[Entries from a pointing dataset]
=-=-=

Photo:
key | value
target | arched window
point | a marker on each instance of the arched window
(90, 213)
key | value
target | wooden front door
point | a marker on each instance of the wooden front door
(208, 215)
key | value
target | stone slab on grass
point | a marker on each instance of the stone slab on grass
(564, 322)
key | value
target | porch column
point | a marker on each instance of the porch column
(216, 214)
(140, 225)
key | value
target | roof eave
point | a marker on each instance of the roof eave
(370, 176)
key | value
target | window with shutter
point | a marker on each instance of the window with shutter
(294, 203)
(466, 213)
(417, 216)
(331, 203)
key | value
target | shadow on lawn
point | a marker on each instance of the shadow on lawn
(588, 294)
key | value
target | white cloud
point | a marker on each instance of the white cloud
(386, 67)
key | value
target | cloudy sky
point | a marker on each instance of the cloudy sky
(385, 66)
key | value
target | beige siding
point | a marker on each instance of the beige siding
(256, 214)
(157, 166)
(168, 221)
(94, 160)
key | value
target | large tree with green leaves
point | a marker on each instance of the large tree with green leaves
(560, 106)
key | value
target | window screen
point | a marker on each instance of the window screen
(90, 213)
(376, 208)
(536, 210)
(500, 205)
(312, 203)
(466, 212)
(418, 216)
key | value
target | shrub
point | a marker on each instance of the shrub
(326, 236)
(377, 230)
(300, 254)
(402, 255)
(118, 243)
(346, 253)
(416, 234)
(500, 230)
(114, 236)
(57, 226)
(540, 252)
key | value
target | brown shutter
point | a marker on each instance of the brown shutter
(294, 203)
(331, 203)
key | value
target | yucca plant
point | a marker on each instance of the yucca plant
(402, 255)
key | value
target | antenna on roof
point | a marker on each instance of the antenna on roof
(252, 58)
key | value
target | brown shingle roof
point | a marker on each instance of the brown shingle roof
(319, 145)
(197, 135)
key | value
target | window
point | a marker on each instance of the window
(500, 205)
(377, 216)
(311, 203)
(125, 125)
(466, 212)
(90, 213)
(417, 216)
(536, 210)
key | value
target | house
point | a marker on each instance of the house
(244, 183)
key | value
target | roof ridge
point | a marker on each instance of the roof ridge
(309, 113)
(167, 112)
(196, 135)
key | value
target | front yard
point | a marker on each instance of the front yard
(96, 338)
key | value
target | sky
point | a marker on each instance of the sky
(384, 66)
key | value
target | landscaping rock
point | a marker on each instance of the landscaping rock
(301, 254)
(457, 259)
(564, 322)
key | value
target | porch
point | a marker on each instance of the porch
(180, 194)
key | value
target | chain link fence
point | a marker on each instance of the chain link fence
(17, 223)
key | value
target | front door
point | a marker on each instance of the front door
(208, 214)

=-=-=

Exercise details: Count the lines of the items above that contain the string "shrub". Reply with the number only.

Response: 2